De voorzieningenrechter komt zodoende tot de conclusie dat de overeenkomst niet kan worden aangemerkt als een huurovereenkomst, en dat de gebruikers zich aldus niet kunnen beroepen op huurbescherming.

Autoriteit Persoonsgegevens treedt op tegen tracking cookies ziekenhuiswebsites

De Autoriteit Persoonsgegevens heeft geconstateerd dat veel Nederlandse ziekenhuizen ongevraagd tracking cookies plaatsen op de apparatuur van bezoekers van hun websites. Met behulp van zulke cookies kan op eenvoudige wijze worden gevolgd welke websites iemand bezocht heeft. Bijna de helft (39) van de 85 onderzochte ziekenhuizen overtreedt op deze wijze de privacy- en telecomwetgeving, die het verbiedt om zonder toestemming van de gebruiker dergelijke cookies te plaatsen.

WAT JE MOET DOEN:
a: Leg uit waarom 39 ziekenhuizen volgens het fragment over tracking cookies de wet overtreden.
b: Schrijf een deel van het fragment over tracking cookies opnieuw. Begin bij de woorden "De Autoriteit Persoonsgegevens" en stop na "cookies te plaatsen.". Zet daarbij overal "klinieken" in plaats van "ziekenhuizen".
c: Schrijf het fragment over tracking cookies op ziekenhuiswebsites verder na de laatste zin.

VERZAMELDE GEGEVENS:
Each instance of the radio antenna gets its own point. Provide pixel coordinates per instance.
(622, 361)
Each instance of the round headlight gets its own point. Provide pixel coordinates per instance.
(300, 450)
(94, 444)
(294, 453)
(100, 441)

ANTWOORDEN:
a: Ze plaatsen ongevraagd tracking cookies op de apparatuur van bezoekers van hun websites. De privacy- en telecomwetgeving verbiedt het om zulke cookies te plaatsen zonder toestemming van de gebruiker.

b:
De Autoriteit Persoonsgegevens heeft geconstateerd dat veel Nederlandse klinieken ongevraagd tracking cookies plaatsen op de apparatuur van bezoekers van hun websites. Met behulp van zulke cookies kan op eenvoudige wijze worden gevolgd welke websites iemand bezocht heeft. Bijna de helft (39) van de 85 onderzochte klinieken overtreedt op deze wijze de privacy- en telecomwetgeving, die het verbiedt om zonder toestemming van de gebruiker dergelijke cookies te plaatsen.

c:
Het principe van een tracking cookie is vrij eenvoudig. Zodra een bezoeker een site opent die is ingericht op het plaatsen van cookies, wordt een klein bestandje (cookie) op zijn computer geplaatst. Daarin staat bijvoorbeeld hoe laat de bezoeker de site heeft geopend, en vanaf welk IP-adres. Ook kan er bijvoorbeeld in worden bijgehouden welke pagina's van de site de gebruiker bezoekt, en voor hoe lang. Als de gebruiker vervolgens naar een andere site gaat die ook toegang heeft tot dit cookie, “ziet” die site welke pagina's de gebruiker eerder bezocht heeft. De site kan op basis daarvan de getoonde inhoud aanpassen aan de eerder bezochte sites van de gebruiker.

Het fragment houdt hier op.